■ **EXERCISE DESCRIPTION**: Please reproduce the data below exactly, from the first line to the last.

■ **DATASET**:
● ● ●
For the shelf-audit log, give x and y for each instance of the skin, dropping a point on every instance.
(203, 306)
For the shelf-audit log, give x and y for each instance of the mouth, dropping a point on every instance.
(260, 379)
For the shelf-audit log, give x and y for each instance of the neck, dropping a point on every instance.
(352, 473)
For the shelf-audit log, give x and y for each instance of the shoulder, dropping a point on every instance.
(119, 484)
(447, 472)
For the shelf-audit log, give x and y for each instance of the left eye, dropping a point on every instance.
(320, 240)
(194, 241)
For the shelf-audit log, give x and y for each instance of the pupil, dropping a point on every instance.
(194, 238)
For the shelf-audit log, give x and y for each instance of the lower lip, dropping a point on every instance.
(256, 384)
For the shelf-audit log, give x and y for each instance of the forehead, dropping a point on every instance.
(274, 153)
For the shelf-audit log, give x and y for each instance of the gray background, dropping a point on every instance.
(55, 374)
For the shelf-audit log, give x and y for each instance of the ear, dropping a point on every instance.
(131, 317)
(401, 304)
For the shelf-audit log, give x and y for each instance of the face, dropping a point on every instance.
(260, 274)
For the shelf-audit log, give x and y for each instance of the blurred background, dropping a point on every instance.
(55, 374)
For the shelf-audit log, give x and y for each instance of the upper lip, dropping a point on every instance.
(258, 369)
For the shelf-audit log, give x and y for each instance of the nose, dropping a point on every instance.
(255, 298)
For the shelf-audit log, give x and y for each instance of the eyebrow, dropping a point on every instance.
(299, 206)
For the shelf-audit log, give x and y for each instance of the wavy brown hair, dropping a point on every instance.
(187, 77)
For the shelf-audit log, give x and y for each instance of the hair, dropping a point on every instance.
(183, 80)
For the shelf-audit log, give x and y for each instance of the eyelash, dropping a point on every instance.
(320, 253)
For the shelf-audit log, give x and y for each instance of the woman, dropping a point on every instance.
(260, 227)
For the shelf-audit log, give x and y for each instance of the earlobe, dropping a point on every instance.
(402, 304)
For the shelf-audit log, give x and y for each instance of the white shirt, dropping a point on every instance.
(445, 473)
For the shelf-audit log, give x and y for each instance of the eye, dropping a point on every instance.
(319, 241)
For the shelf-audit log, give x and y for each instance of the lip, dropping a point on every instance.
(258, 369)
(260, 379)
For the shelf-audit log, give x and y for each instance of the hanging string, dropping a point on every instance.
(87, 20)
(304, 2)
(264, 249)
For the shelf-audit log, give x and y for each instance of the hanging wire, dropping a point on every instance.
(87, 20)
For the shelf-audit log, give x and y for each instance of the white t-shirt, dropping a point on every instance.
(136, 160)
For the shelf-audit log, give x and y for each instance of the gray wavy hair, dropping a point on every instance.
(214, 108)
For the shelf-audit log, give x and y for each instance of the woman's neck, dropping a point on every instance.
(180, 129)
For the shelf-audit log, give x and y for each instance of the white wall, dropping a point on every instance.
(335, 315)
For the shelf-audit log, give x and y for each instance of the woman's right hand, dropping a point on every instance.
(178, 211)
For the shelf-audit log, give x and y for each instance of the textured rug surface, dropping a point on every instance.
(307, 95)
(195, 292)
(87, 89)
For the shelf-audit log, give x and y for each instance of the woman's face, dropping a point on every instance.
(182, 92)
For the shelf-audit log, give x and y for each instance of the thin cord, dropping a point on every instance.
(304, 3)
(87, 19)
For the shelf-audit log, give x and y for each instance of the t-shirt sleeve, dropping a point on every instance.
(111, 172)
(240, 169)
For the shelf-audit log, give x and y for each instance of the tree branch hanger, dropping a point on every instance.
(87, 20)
● ● ●
■ **EXPECTED OUTPUT**:
For the shelf-audit log, give x and y for each instance of the skin, dropping a point on every instance.
(203, 306)
For the shelf-audit log, give x and y for each instance of the mouth, dropping a point on every instance.
(260, 379)
For the shelf-audit log, give x and y for each instance of the neck, dropping a point on every instance.
(352, 473)
For the shelf-audit log, give x and y for each instance of the shoulder, dropping a point on every instance.
(119, 484)
(447, 472)
For the shelf-audit log, give x and y for each instance of the left eye, dropping a point on every instance.
(320, 240)
(194, 241)
For the shelf-audit log, give x and y for each instance of the pupil, dropping a point on every instance.
(194, 238)
For the shelf-audit log, give x and y for each instance of the lower lip, dropping a point on every instance.
(256, 384)
For the shelf-audit log, give x and y for each instance of the forehead, dropping a point on every instance.
(274, 153)
For the shelf-audit log, give x and y for each instance of the gray background, dropping a point on every instance.
(55, 374)
For the shelf-audit log, give x and y for each instance of the ear, dropping a point on every instance.
(131, 317)
(401, 304)
For the shelf-audit log, give x and y for each instance of the face, dropping a point on every instance.
(260, 274)
For the shelf-audit log, give x and y for each instance of the blurred background, dropping a point on every instance.
(55, 374)
For the shelf-audit log, give x and y for each instance of the upper lip, dropping a point on every instance.
(258, 369)
For the shelf-audit log, give x and y for each instance of the nose, dropping a point on every instance.
(255, 298)
For the shelf-audit log, give x and y for each instance of the eyebrow, dropping a point on every instance.
(299, 206)
For the shelf-audit log, give x and y for each instance of the wavy brown hair, dropping a point on every instance.
(187, 77)
For the shelf-audit log, give x and y for each instance of the hair, dropping a point on every instance.
(183, 80)
For the shelf-audit log, give x and y for each instance of the eyelash, dropping a point on every instance.
(320, 253)
For the shelf-audit log, give x and y for each instance of the woman, dropping a point on every instance.
(260, 227)
For the shelf-audit log, give x and y for each instance of the earlobe, dropping a point on every instance.
(402, 304)
For the shelf-audit log, give x and y for each instance of the white shirt, dropping a point on every instance.
(445, 473)
For the shelf-audit log, give x and y for each instance of the eye, dropping a point on every instance.
(319, 241)
For the shelf-audit log, give x and y for each instance of the lip, dropping a point on every instance.
(258, 369)
(260, 379)
For the shelf-audit log, give x and y for each instance of the hanging string, dropping a point on every instance.
(87, 20)
(304, 2)
(264, 249)
For the shelf-audit log, give x and y for each instance of the hanging wire, dropping a point on every instance.
(87, 20)
For the shelf-audit log, give x and y for each instance of the white t-shirt, dropping a point on every instance.
(136, 160)
For the shelf-audit log, give x and y for each instance of the gray wavy hair, dropping a point on every instance.
(214, 108)
For the shelf-audit log, give x and y for each instance of the woman's neck, dropping a point on every instance.
(180, 129)
For the shelf-audit log, give x and y for each instance of the white wall, dropping a point on every instance.
(335, 315)
For the shelf-audit log, give x and y for each instance of the woman's right hand, dropping a point on every instance.
(178, 211)
For the shelf-audit log, give x and y for each instance of the textured rug surface, dropping a point on every instance.
(307, 95)
(195, 292)
(87, 89)
For the shelf-audit log, give x and y for each instance of the woman's face, dropping a point on every instance.
(182, 92)
For the shelf-audit log, give x and y for each instance of the thin cord, dropping a point on every instance.
(304, 3)
(87, 19)
For the shelf-audit log, give x and y for each instance of the t-shirt sleeve, dropping a point on every instance.
(111, 172)
(240, 169)
For the shelf-audit log, give x and y for each instance of the tree branch hanger, dropping a point on every instance.
(87, 20)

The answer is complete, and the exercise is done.